# SOURCE TEXT
══════════
Template friend in templat class

Discussion in 'C++' started by Fred Zwarts \(KVI\), Jul 20, 2012.

  1. I have a template class:

    template <typename Base_t> class Rational_t {

    // Definition of private and public members left out.
    // Probably not relevant.

    };

    I want an output operator << for this class for different output streams.
    I am not sure that I completely understand the hierarchy of the i/o stream
    classes, but I have the impression that the base class in which the operator
    << is defined is a template class. (It would be much easier if the first
    class in which the << operator is defined, were a non-template class.) So, I
    need at least two template parameters for my << operator. Therefore, in the
    same header file I had:

    template <typename Base_t, typename ostream_t>
    ostream_t & operator<<
    (ostream_t & out, const Rational_t<Base_t> & Rat) {

    // Implementation left out.
    // Probably not relevant.

    }

    This works.

    Now, I want to change the implementation of the << operator a bit, for which
    it needs access to some private members of the Rational_t class. Therefore,
    I want to make the << operator a friend of the class. This requires a few
    forward declarations at the start of the file.

    template <typename Base_t> class Rational_t;

    template <typename Base_t, typename ostream_t>
    ostream_t & operator<<
    (ostream_t & out, const Rational_t<Base_t> & Rat);

    This also still works, as long as the implementation of the << operator does
    not access the private members of Rational_t.

    I have tried several ways to write the friend declaration, but non of them
    works.
══════════
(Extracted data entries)
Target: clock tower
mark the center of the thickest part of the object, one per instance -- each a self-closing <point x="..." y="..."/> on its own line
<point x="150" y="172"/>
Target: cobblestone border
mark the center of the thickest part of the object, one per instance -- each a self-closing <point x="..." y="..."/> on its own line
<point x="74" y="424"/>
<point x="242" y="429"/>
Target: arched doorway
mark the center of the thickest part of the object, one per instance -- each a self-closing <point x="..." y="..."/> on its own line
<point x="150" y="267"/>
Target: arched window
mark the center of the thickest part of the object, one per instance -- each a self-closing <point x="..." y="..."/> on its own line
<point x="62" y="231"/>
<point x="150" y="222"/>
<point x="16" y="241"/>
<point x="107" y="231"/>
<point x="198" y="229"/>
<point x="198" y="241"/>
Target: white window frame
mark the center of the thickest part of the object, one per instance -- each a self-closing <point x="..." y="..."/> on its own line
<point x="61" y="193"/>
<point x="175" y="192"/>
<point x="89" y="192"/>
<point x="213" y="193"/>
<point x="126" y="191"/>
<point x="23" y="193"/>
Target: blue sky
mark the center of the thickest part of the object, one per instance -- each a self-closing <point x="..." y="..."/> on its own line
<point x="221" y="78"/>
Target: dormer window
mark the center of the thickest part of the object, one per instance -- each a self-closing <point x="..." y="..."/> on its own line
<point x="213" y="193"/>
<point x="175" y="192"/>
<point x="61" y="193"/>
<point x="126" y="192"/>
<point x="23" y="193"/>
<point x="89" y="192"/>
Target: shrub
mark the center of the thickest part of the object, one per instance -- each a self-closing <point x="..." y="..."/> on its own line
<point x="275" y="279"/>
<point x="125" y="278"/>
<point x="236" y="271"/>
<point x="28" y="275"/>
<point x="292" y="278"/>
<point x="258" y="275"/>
══════════
Return, word for word, the part of the template friend thread that begins at the words "Template friend in" and ends after the words "different output streams.". The listing has no connection to the template friend thread.

# WRITTEN RESPONSE
Template friend in templat class

Discussion in 'C++' started by Fred Zwarts \(KVI\), Jul 20, 2012.

  1. I have a template class:

    template <typename Base_t> class Rational_t {

    // Definition of private and public members left out.
    // Probably not relevant.

    };

    I want an output operator << for this class for different output streams.